[Material for this task]

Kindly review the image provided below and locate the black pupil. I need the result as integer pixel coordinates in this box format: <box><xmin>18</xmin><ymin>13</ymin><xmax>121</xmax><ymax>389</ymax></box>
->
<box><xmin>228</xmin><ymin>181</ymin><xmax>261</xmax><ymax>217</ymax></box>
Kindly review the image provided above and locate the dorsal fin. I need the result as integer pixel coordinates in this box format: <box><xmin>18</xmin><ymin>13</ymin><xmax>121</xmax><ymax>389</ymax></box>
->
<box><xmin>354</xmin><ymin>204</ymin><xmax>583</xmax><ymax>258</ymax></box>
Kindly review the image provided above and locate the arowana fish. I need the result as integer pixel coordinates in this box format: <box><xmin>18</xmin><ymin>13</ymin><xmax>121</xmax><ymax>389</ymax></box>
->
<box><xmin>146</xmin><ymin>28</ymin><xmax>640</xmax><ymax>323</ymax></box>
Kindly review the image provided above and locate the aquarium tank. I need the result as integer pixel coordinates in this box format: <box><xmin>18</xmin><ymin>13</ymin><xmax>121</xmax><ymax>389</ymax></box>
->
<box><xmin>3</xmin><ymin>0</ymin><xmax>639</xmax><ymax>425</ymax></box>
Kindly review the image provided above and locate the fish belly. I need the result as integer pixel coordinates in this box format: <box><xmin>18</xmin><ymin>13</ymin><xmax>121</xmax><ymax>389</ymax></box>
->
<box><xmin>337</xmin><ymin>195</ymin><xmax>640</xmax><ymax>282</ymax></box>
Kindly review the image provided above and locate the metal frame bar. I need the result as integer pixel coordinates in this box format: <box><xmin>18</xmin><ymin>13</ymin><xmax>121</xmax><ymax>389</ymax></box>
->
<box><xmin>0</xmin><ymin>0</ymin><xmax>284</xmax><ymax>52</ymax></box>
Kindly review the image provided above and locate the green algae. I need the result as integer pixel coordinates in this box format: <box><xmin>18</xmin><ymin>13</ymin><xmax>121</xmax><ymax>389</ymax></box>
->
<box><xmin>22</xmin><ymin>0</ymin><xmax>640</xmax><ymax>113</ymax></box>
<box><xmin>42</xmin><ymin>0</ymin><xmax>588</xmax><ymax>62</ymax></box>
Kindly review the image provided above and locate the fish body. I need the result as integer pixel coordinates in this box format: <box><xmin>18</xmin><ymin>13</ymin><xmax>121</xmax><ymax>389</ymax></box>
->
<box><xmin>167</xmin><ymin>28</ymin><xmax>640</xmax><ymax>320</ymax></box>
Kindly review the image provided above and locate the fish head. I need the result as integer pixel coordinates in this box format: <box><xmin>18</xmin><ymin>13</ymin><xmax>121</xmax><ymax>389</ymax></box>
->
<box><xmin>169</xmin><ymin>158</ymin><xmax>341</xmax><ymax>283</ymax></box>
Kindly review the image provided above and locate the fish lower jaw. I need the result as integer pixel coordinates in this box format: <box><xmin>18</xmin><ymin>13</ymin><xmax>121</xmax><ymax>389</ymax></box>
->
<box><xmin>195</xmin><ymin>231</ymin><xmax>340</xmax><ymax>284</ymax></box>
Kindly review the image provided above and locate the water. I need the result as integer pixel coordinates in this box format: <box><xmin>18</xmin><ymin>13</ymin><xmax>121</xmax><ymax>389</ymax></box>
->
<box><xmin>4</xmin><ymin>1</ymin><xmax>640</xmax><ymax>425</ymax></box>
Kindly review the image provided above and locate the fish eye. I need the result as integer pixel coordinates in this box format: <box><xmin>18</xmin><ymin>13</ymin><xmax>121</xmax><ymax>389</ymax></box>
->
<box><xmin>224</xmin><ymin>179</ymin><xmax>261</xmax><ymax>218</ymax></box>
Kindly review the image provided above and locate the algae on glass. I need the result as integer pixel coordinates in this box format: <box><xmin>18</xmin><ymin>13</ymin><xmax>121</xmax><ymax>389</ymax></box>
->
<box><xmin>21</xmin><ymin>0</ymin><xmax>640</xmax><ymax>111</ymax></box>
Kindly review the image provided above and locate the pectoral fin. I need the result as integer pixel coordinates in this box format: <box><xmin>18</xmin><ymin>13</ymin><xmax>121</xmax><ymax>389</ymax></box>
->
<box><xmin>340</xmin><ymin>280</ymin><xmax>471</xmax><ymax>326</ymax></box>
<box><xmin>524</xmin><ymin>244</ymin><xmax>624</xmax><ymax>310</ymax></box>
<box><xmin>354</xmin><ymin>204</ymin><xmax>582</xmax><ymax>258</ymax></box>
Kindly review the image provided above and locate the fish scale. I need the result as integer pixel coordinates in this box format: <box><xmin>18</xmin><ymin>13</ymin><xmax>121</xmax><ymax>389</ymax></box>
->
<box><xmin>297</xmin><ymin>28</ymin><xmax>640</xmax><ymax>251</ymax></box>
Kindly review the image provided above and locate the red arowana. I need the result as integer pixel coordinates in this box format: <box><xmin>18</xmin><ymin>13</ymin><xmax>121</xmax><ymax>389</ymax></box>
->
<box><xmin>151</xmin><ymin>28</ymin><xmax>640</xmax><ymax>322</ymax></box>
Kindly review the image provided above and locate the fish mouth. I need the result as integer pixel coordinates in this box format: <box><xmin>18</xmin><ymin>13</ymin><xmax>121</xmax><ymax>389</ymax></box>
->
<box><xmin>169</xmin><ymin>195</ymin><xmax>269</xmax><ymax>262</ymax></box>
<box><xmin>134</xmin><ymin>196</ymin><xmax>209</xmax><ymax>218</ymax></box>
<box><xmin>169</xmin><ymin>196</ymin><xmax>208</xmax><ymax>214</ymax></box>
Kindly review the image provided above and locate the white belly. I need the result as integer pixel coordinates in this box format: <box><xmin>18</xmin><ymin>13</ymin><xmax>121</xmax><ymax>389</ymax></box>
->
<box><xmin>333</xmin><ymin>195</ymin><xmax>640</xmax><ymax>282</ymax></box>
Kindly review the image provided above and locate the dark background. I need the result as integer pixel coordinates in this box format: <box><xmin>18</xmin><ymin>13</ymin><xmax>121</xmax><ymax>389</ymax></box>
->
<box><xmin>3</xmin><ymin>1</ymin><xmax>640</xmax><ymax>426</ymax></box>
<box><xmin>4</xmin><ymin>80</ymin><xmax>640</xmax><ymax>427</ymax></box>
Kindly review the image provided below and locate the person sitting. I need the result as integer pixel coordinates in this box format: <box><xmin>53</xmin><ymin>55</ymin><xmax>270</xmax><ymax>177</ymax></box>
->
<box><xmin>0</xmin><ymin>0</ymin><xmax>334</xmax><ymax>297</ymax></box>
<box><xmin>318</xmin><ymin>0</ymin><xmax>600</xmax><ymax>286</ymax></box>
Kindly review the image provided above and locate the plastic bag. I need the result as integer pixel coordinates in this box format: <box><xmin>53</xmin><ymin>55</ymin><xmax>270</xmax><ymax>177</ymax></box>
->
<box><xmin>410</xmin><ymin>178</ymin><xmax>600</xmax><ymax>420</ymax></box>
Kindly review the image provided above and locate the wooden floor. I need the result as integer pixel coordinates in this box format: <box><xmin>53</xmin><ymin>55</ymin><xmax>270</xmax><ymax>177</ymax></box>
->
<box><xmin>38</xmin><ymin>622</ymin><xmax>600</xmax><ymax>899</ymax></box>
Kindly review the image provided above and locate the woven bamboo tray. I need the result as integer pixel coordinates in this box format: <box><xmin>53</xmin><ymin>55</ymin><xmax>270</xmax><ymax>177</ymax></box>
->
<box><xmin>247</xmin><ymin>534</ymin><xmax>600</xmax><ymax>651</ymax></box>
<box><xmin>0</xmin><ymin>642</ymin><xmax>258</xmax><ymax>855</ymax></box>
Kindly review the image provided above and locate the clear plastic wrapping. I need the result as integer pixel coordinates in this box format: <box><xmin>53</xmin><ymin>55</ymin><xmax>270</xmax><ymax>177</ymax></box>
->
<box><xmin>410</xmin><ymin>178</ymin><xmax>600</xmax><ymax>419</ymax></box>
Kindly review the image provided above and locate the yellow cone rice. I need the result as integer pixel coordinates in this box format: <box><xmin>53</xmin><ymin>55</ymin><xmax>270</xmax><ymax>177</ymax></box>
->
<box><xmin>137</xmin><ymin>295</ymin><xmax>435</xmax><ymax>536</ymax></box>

[/Material for this task]
[Material for this task]

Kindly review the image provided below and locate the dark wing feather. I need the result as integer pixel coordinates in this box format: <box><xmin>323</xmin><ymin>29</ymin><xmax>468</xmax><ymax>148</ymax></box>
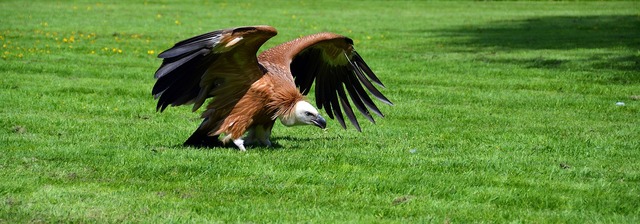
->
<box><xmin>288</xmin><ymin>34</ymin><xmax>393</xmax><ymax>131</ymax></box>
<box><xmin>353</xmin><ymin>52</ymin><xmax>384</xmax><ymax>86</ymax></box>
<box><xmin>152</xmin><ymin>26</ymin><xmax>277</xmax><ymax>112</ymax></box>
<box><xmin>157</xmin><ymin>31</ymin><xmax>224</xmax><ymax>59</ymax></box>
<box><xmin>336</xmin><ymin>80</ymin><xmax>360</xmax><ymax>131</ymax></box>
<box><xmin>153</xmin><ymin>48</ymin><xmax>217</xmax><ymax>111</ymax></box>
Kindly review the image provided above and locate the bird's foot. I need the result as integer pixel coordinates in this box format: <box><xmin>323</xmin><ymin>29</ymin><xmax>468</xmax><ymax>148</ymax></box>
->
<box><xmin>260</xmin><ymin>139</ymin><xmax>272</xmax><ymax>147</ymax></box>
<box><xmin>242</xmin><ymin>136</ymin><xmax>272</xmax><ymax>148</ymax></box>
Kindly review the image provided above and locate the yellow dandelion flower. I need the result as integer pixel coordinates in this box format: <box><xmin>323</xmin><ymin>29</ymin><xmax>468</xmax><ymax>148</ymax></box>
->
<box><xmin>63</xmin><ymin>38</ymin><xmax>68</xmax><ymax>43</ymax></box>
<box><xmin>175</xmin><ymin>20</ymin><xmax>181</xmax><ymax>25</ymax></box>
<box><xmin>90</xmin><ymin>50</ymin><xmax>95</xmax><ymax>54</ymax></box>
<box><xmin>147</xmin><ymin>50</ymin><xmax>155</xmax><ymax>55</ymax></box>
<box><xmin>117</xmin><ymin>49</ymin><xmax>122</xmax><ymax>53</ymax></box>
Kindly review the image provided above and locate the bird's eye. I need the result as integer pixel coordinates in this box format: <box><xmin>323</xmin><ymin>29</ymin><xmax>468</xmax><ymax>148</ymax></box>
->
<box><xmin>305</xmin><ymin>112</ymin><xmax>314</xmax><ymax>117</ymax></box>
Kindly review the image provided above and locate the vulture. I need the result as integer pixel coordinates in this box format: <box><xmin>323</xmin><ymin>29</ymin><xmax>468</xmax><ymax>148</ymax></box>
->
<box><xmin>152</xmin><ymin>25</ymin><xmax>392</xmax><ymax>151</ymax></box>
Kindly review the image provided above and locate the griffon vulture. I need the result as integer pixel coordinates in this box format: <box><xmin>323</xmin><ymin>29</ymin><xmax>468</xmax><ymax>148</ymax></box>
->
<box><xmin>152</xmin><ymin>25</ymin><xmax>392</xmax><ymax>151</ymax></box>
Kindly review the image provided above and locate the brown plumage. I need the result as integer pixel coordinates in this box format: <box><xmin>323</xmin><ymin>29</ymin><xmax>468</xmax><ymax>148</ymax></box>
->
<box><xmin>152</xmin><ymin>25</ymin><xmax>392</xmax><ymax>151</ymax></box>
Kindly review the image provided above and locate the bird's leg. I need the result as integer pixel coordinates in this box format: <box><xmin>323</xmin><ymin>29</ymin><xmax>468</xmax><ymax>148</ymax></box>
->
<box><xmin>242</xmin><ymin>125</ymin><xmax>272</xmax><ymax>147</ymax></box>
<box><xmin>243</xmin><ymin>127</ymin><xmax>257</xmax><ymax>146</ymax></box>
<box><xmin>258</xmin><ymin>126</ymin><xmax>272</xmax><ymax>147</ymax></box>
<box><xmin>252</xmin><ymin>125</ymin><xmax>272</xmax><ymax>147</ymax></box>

[/Material for this task]
[Material for this task]

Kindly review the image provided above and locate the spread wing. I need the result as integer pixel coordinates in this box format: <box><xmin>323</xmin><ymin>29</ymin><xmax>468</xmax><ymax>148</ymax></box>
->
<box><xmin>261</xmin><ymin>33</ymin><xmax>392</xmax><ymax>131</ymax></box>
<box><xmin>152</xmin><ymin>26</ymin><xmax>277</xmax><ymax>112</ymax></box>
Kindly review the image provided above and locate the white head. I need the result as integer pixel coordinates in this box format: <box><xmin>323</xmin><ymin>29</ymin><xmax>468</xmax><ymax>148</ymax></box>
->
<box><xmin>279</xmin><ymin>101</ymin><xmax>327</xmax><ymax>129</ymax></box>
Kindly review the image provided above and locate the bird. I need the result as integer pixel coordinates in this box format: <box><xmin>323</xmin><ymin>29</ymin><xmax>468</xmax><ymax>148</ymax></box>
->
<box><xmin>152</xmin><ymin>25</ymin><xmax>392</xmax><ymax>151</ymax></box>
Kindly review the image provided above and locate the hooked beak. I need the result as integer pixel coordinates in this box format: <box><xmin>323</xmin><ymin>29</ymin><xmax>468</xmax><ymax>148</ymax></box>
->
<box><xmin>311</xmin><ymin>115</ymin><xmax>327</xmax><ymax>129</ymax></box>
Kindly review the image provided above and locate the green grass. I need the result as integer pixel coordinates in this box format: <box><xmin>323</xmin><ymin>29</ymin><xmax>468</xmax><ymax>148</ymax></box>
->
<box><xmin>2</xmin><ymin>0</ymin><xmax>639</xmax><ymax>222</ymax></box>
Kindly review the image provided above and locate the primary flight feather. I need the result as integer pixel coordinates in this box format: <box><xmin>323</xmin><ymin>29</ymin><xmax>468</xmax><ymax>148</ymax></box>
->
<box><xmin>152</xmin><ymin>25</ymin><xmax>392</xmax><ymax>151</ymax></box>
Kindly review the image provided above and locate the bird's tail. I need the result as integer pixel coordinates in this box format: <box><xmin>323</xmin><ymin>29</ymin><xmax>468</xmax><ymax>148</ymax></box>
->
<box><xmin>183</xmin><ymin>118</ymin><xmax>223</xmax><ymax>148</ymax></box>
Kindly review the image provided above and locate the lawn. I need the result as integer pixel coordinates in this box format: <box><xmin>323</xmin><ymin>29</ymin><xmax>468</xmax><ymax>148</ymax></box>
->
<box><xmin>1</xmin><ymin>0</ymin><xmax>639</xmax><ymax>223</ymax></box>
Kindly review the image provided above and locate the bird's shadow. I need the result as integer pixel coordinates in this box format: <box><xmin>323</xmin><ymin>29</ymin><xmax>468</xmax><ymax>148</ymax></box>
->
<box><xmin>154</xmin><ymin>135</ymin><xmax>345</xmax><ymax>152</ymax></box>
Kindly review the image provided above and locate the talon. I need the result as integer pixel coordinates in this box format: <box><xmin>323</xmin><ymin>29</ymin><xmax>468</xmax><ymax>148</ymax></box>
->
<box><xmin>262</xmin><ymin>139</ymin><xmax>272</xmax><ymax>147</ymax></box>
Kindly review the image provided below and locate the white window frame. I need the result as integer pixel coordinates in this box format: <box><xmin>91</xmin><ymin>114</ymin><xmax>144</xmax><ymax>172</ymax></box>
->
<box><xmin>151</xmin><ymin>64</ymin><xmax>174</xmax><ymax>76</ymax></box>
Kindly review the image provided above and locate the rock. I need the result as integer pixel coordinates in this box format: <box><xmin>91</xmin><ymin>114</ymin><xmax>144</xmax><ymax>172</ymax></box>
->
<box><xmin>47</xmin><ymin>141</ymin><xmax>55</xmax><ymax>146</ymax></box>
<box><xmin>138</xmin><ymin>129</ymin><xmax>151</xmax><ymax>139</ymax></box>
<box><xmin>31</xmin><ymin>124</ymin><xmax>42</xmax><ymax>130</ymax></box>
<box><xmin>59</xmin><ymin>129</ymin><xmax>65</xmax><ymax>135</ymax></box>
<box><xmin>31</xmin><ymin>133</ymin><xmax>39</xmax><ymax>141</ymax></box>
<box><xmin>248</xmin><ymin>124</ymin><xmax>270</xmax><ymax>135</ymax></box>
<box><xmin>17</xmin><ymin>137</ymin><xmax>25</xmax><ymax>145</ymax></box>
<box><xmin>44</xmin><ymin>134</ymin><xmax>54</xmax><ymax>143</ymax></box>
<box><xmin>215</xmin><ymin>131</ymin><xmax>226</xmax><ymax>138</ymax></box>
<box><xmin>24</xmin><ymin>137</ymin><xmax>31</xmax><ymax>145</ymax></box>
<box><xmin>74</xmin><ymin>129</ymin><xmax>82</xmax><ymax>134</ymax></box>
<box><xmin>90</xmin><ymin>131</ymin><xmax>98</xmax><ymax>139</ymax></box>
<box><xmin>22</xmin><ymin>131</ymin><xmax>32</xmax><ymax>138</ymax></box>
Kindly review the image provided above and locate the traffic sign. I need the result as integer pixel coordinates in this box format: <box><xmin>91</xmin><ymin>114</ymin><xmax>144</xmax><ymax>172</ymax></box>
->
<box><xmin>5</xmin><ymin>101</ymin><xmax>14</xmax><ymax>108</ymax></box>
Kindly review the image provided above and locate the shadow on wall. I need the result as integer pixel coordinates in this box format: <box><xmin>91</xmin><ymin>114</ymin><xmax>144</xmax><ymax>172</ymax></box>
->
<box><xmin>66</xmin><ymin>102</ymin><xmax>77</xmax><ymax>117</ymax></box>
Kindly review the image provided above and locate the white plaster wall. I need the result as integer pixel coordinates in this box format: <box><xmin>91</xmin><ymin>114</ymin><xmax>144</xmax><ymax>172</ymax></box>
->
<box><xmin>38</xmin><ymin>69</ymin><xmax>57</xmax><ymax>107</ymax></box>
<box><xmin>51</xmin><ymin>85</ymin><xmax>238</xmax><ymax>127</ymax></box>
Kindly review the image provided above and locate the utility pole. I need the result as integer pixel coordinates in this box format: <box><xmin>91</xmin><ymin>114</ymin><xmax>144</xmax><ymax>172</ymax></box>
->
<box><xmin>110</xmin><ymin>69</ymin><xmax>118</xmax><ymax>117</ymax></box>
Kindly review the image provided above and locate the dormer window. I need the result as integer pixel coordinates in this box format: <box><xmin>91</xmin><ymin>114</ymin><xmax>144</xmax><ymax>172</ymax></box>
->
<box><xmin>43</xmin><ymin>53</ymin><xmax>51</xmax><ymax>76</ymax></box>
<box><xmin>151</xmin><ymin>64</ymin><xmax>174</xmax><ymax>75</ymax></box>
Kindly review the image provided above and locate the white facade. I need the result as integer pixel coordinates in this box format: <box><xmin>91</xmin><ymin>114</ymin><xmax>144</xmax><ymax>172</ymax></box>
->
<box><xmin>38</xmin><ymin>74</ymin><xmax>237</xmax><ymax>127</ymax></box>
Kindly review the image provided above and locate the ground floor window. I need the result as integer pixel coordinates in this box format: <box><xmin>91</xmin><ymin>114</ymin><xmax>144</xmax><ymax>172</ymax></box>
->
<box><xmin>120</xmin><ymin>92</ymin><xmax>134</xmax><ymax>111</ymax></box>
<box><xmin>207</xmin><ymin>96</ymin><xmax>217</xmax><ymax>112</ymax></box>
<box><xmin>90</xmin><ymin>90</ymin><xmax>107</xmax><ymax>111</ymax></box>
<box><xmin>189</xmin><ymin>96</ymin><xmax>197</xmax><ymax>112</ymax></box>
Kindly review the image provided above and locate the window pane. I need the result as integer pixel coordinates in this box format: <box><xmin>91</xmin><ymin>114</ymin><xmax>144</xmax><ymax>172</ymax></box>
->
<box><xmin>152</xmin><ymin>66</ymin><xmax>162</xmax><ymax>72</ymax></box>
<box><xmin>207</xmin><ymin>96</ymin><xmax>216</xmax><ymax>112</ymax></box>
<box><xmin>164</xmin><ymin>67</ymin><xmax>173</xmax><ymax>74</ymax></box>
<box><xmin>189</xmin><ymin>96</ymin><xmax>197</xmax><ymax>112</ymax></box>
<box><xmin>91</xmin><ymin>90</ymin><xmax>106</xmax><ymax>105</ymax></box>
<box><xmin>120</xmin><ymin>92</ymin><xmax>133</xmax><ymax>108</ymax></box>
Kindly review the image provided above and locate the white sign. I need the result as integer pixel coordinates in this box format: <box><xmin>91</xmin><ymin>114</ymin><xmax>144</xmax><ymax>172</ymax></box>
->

[/Material for this task]

> _The problem_: From the records above, reproduce exactly the lines from the one with "Kindly review the image provided above and locate the fish body." to the one with "Kindly review the image provided above and locate the algae", both included, and no others.

> _Exercise output_:
Kindly review the image provided above and locate the fish body. I need the result as integer pixel coordinates in this box format: <box><xmin>18</xmin><ymin>13</ymin><xmax>121</xmax><ymax>389</ymax></box>
->
<box><xmin>167</xmin><ymin>28</ymin><xmax>640</xmax><ymax>320</ymax></box>
Kindly review the image provided above and locate the fish head. I need the result as integer pixel coordinates in this box format: <box><xmin>18</xmin><ymin>13</ymin><xmax>121</xmax><ymax>389</ymax></box>
->
<box><xmin>169</xmin><ymin>158</ymin><xmax>341</xmax><ymax>283</ymax></box>
Kindly review the image provided above and locate the fish lower jaw. I need the result as integer pixel coordinates in this box format: <box><xmin>18</xmin><ymin>13</ymin><xmax>121</xmax><ymax>389</ymax></box>
->
<box><xmin>195</xmin><ymin>231</ymin><xmax>340</xmax><ymax>284</ymax></box>
Kindly review the image provided above and locate the water. I need the result as integer pixel coordinates in this box format: <box><xmin>18</xmin><ymin>13</ymin><xmax>121</xmax><ymax>389</ymax></box>
->
<box><xmin>4</xmin><ymin>1</ymin><xmax>640</xmax><ymax>425</ymax></box>
Kindly review the image provided above and locate the fish eye. I need the result as integer pixel coordinates in this box format: <box><xmin>18</xmin><ymin>13</ymin><xmax>121</xmax><ymax>389</ymax></box>
->
<box><xmin>224</xmin><ymin>179</ymin><xmax>261</xmax><ymax>218</ymax></box>
Kindly review the image provided above and locate the algae on glass. I need the result as integer pixel coordinates in this box format: <box><xmin>18</xmin><ymin>13</ymin><xmax>121</xmax><ymax>389</ymax></box>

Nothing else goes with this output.